- Opening Delimiter -
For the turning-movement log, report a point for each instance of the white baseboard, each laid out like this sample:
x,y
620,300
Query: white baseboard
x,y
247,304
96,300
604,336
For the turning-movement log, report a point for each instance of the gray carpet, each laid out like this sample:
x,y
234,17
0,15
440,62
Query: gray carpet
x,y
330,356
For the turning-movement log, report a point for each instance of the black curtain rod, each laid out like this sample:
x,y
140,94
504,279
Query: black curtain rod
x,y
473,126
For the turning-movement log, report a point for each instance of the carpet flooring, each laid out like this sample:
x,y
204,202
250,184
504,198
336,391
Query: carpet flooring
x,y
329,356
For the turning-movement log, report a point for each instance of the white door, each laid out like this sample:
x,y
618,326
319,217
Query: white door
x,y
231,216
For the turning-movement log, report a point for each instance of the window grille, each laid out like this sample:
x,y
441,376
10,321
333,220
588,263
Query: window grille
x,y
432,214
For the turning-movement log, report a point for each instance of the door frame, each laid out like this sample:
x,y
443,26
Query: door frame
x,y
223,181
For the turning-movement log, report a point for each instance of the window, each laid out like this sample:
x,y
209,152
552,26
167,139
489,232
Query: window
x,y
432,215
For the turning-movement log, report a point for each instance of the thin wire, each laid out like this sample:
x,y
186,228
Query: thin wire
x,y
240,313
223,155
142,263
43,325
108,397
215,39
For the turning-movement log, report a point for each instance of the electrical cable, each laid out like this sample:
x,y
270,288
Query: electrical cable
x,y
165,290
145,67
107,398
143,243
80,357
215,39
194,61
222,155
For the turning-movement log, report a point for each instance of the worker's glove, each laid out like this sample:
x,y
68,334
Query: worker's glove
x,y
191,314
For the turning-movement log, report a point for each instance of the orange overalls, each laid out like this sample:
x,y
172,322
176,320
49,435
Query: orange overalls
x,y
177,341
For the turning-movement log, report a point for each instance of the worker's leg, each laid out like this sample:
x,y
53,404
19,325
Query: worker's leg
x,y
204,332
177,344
- Closing Delimiter -
Your assignment:
Please output each entry above exactly, leaving nothing out.

Response below:
For the turning-movement log, report a point for each instance of the white baseboard, each laid out like this sample:
x,y
620,300
Query: white baseboard
x,y
247,304
96,300
604,336
For the turning-movement log, report a point for each instance of the gray carpet, each laid out like this sample:
x,y
234,17
0,15
440,62
Query: gray carpet
x,y
330,356
For the turning-movement log, report a point for each instance of the black curtain rod, each laid out like this sample:
x,y
140,94
504,279
Query: black curtain rod
x,y
473,126
For the turning-movement log, report a point for each instance of the carpet flooring, each laid out like this sample:
x,y
204,202
250,184
504,198
336,391
Query: carpet flooring
x,y
329,356
For the turning-movement log, report a point for each instance of the white door, each laid out like this sample:
x,y
618,326
319,217
Query: white door
x,y
231,216
For the turning-movement log, report a point for each instance of the window grille, each laid out like this sample:
x,y
441,376
10,321
333,220
588,263
Query: window grille
x,y
432,214
For the turning-movement log, report a point for each instance of the door frame, each laid out like this sample:
x,y
443,26
Query: door frame
x,y
223,181
For the turning-movement log, report a point for each instance of the window, each laid out like this sample:
x,y
209,152
552,26
167,139
489,232
Query: window
x,y
432,215
For the turning-movement log, report a point for each instance of the thin wire, each laid out like this sample:
x,y
186,228
Query: thin wire
x,y
240,313
223,155
142,263
43,325
108,397
215,39
For the turning-movement log, report a point for each instance of the electrical cable, each laid out like this sample:
x,y
270,288
Query: electrical cable
x,y
165,290
145,67
107,398
143,243
80,357
215,39
194,61
222,155
For the turning-movement log, report a point for each instance of the worker's glove, each laid out like this sample:
x,y
68,334
Query: worker's glove
x,y
191,314
For the turning-movement log, report a point for each instance of the orange overalls, each laid out like this sample:
x,y
172,322
176,320
49,435
Query: orange overalls
x,y
177,341
For the turning-movement log, report a point for each instance of the worker's leg, each laid out like this sample:
x,y
53,404
19,325
Query: worker's leg
x,y
204,332
177,344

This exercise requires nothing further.